**本文抜粋:**
####

「田舎暮らし」の断片(3)── 「土地」というでっかい画用紙に夢を描く
自宅の「大失敗」から生まれたデザイン住宅
友枝さんがデザインする家は、木のぬくもりやデザイン性と同時に、「暖かさ」や「メンテナンス性の高さ」といった実用面も十分に考慮されている。この土地に実際に長年住んでいる人の提案だからこそ、口コミで多くの人の信頼を得ているのだ。
ところが、実は友枝さん自身は、この“八ヶ岳仕様の家”に住んでいない。それどころか、若いころに建てた自宅のログハウスは、「最悪、大失敗」だったというから面白い。 熊本県生まれの友枝さんは、20歳の時に初めてバイクのツーリングで原村を訪れた。そして、「日本離れしたカナダや北欧のような風景」に「カルチャーショック」を受けたという。以後、何度も通ううちにこの地に家を建てようと考えるようになり、29歳で脱サラをしたのを機に、30年ローンで憧れのログハウスを建てた。

####

[ポインティングデータセットの行]
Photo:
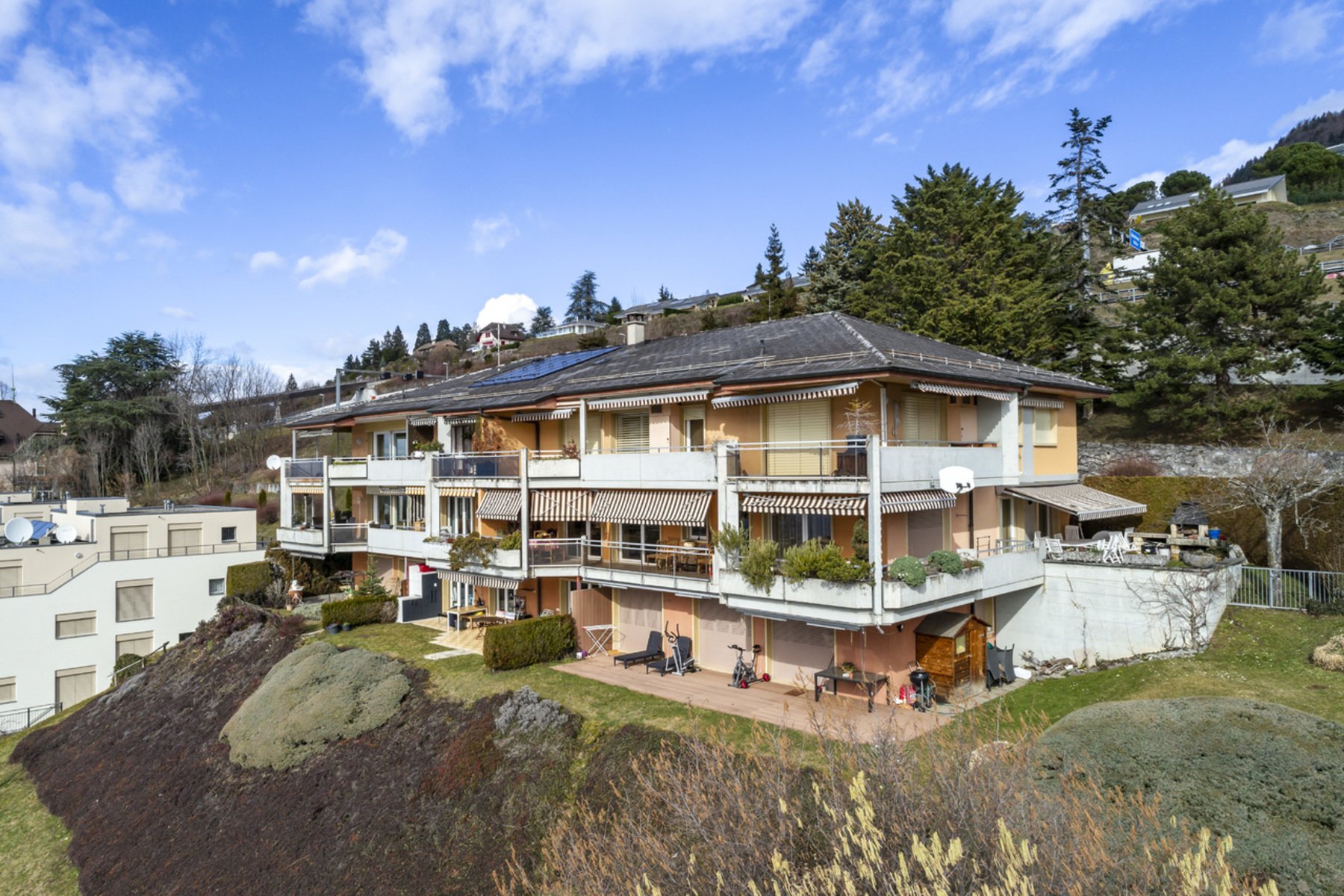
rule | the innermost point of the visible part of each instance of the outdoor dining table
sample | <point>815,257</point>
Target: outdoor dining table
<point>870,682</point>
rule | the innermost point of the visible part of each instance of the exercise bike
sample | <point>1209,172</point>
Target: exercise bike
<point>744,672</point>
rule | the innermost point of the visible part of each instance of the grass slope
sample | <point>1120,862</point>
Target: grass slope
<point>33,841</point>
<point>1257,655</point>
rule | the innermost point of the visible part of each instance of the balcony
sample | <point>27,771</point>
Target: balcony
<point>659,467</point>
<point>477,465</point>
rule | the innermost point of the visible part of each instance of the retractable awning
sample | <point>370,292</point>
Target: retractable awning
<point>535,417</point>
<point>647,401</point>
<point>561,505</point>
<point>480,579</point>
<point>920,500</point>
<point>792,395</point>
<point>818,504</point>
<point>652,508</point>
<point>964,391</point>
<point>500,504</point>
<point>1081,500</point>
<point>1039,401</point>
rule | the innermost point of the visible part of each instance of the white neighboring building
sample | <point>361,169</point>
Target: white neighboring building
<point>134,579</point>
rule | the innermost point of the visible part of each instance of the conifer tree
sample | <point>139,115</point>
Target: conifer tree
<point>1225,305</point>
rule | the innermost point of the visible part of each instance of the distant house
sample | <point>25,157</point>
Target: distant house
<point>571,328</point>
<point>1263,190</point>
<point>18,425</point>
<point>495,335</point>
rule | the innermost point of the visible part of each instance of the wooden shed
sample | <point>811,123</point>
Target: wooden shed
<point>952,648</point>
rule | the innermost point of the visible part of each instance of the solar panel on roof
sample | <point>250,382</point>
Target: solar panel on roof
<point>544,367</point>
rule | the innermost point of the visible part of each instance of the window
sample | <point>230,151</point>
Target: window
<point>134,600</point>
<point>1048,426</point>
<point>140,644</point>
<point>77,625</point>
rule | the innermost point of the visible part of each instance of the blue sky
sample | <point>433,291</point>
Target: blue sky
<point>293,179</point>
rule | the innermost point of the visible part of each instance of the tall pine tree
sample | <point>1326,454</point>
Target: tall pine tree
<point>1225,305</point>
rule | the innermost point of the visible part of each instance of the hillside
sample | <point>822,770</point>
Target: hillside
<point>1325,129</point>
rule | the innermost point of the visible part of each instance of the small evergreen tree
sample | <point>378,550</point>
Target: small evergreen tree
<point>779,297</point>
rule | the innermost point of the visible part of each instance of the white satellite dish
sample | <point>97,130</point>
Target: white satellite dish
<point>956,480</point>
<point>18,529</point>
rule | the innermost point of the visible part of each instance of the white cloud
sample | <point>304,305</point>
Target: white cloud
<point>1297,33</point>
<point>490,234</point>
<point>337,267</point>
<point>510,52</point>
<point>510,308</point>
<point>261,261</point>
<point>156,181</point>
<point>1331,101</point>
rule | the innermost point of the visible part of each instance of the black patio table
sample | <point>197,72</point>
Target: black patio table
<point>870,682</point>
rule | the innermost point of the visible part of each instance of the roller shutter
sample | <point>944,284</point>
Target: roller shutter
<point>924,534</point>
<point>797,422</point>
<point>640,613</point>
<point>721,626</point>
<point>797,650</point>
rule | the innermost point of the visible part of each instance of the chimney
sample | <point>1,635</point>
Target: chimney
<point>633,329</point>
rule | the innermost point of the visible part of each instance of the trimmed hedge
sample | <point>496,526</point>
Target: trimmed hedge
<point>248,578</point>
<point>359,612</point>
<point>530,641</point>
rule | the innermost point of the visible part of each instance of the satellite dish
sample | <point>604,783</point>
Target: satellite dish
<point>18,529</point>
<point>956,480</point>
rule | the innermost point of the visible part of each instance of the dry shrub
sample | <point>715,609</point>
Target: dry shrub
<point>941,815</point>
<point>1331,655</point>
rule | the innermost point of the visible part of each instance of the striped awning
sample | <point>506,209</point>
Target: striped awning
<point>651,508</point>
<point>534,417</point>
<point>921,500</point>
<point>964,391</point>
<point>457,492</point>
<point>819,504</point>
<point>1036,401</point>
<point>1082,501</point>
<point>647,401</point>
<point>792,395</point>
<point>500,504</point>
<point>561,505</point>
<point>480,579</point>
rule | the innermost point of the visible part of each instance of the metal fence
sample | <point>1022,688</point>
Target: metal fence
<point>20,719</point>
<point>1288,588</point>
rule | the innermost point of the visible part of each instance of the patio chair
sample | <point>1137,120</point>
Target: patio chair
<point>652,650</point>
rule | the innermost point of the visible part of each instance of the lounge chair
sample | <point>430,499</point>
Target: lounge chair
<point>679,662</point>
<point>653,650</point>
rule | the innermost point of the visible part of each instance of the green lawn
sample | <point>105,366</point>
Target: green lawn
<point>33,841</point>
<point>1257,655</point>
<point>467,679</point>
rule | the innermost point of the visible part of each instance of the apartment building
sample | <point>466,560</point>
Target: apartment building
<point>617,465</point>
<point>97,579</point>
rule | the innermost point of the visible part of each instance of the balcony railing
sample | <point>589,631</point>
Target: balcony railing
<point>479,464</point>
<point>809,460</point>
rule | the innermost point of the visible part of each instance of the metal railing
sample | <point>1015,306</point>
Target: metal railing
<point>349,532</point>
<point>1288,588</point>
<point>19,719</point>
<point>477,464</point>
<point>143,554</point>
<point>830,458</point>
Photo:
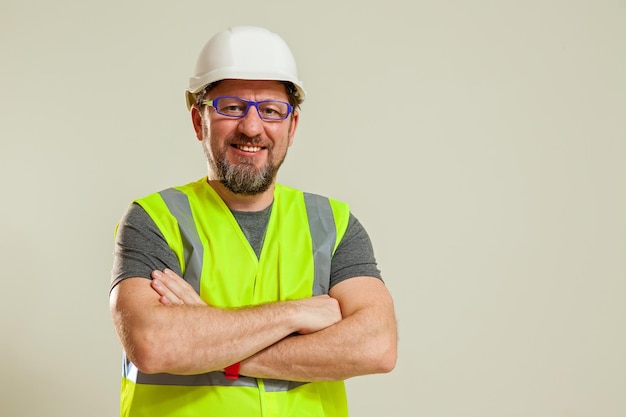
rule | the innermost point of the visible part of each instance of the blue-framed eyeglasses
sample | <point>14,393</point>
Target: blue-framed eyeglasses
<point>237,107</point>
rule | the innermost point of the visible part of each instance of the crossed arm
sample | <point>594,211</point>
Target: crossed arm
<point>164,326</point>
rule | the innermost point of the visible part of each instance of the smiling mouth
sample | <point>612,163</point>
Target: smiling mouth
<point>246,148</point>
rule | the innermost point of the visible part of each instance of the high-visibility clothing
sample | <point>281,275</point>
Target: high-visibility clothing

####

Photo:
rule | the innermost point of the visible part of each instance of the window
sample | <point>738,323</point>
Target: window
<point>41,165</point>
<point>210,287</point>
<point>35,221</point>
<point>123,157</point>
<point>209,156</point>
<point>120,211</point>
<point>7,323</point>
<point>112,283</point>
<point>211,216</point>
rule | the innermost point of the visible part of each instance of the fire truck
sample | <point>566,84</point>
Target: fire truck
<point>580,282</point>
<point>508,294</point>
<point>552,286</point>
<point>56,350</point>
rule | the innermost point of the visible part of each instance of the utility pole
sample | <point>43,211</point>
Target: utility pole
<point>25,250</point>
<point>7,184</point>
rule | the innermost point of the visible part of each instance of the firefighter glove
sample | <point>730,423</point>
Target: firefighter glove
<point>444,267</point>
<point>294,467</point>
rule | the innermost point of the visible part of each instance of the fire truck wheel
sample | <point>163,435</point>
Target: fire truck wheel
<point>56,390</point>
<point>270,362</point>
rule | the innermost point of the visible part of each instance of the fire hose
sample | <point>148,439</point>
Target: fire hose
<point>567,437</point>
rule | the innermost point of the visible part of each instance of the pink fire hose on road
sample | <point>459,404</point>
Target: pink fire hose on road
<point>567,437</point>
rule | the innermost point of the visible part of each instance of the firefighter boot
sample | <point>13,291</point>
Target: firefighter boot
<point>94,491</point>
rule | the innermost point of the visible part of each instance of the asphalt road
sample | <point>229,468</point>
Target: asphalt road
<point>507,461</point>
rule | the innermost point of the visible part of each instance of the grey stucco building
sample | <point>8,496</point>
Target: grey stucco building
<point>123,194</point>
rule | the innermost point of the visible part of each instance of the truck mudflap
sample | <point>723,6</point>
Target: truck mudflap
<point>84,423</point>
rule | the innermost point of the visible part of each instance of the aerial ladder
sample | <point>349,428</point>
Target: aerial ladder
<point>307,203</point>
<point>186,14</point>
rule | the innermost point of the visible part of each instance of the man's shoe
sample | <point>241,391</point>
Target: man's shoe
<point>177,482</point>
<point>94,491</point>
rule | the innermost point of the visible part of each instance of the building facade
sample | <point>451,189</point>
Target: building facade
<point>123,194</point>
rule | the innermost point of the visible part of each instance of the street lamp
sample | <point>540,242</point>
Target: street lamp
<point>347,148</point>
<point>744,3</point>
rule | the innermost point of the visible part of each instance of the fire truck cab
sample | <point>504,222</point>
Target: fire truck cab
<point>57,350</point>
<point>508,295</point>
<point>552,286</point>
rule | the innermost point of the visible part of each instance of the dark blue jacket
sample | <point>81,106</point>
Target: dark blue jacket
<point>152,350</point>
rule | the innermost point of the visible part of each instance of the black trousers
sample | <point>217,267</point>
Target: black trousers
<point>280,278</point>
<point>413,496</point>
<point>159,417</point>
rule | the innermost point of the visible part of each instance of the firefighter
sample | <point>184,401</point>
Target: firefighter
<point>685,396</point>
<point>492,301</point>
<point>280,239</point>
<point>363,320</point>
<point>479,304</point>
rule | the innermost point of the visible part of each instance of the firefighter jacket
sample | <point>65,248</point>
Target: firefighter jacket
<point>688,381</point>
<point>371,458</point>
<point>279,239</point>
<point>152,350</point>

####

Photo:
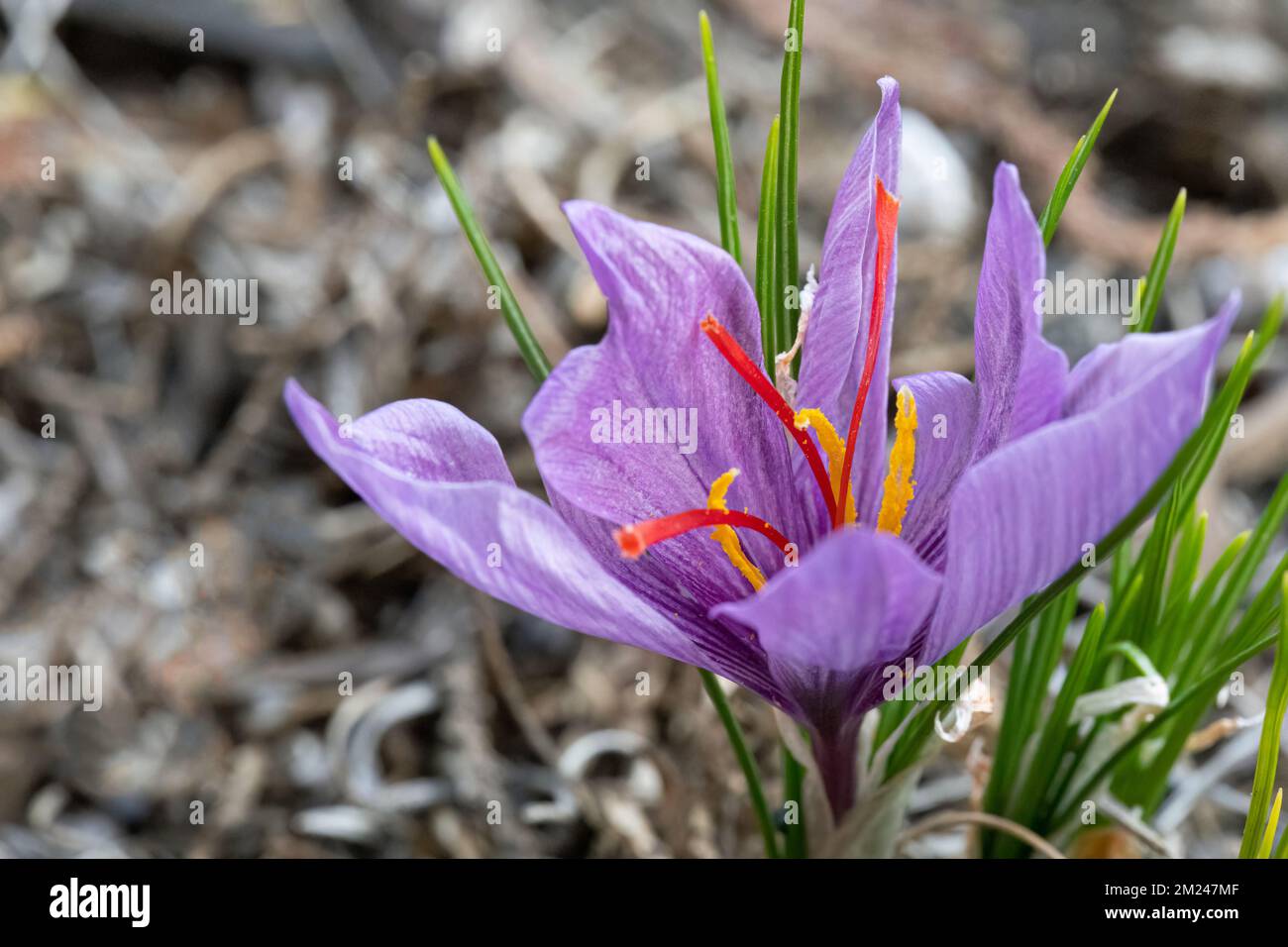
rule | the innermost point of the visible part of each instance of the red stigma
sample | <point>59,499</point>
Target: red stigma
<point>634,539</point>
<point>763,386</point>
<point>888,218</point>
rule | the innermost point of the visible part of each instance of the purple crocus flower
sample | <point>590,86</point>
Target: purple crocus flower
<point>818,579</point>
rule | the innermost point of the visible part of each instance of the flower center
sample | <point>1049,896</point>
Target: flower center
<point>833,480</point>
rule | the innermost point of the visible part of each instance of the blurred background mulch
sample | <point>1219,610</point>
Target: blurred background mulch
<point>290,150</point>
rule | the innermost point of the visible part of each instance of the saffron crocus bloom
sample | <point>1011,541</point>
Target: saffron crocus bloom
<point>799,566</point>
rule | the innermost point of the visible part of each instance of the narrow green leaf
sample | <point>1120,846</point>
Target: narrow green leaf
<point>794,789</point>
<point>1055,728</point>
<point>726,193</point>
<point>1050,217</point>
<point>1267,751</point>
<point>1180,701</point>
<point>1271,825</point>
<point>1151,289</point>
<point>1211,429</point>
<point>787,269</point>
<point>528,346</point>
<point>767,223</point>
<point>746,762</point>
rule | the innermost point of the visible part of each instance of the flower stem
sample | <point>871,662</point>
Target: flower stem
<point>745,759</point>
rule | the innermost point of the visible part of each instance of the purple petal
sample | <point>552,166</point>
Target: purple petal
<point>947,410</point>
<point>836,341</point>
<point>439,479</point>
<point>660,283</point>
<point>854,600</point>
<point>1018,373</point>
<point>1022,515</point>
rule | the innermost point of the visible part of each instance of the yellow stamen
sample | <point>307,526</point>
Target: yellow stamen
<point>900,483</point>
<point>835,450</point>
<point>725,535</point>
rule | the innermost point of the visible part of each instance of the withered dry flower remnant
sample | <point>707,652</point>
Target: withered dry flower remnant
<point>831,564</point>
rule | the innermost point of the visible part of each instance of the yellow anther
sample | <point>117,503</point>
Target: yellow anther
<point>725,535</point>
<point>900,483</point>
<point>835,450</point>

####

**取り組む問題:**
1. 本文抜粋によると、友枝さんが初めて原村を訪れたのは何歳の時で、どのような手段でしたか?
2. 本文抜粋では、友枝さんがデザインする家が口コミで多くの人の信頼を得ている理由をどう説明していますか?
3. 友枝さんの自宅ログハウスをめぐる本文抜粋を、最後の文の後から書き進めてください。

**各問の解答:**
1. 20歳の時に、バイクのツーリングで訪れました。

2. その家は、木のぬくもりやデザイン性に加えて、「暖かさ」や「メンテナンス性の高さ」といった実用面も十分に考えられています。しかも、この土地に実際に長年住んでいる人の提案だからこそ、信頼を得ていると説明されています。

3.
「最初の10年くらいは温かくて良かったんです。ところが、だんだん歪みがひどくなってきて、あちこちに大きな隙間が空いてきた。夏は虫が、冬は冷気がダイレクトに入ってくる。ログハウスというのはもともと年間を通じて乾燥した北欧やカナダの気候に適したもの。高原とはいっても高温多湿な日本には合っていなかったんです」 その失敗に気づいた後、「ここにもう一軒建てるとすれば、どんな家がいいか」と考えるようになった。散歩中に建築中の家を訪ねては大工さんに専門的な事を質問したり、工務店に勤める友人らから情報を集め、理想的な八ヶ岳仕様の家を日々夢想した。それが今、自身が立ち上げた『MORiSH』ブランドの建築デザインに生きている。 「今お勧めしているのは、ガリバリウム鋼板という最新の断熱材です。ベランダがある正面だけはぬくもりや精神性を重視して無垢の板張りにし、目立たない他の3面にこれを使う。真冬でも晴れていれば暖房いらずです」。ほぼメンテナンスフリーなのも、ガリバリウム鋼板のメリットだ。「今40代、50代の人たちが年金生活になった時に、ドーンと修繕費がかかっても困りますよね。長い目でみた経済性も重視すべきポイントです」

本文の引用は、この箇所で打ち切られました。